Convert the records into a JSON list of strings, with each line as its own string and blank lines omitted.

━━ Records ━━

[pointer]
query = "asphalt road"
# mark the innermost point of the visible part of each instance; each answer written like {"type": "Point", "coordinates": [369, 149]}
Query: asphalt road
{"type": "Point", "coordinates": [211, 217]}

━━━

# [Reply to the task]
[
  "[pointer]",
  "query = \"asphalt road\"",
  "# mark the innermost point of the visible part of each instance; each answer written like {\"type\": \"Point\", \"coordinates\": [369, 149]}",
  "Query: asphalt road",
  "{\"type\": \"Point\", \"coordinates\": [211, 217]}"
]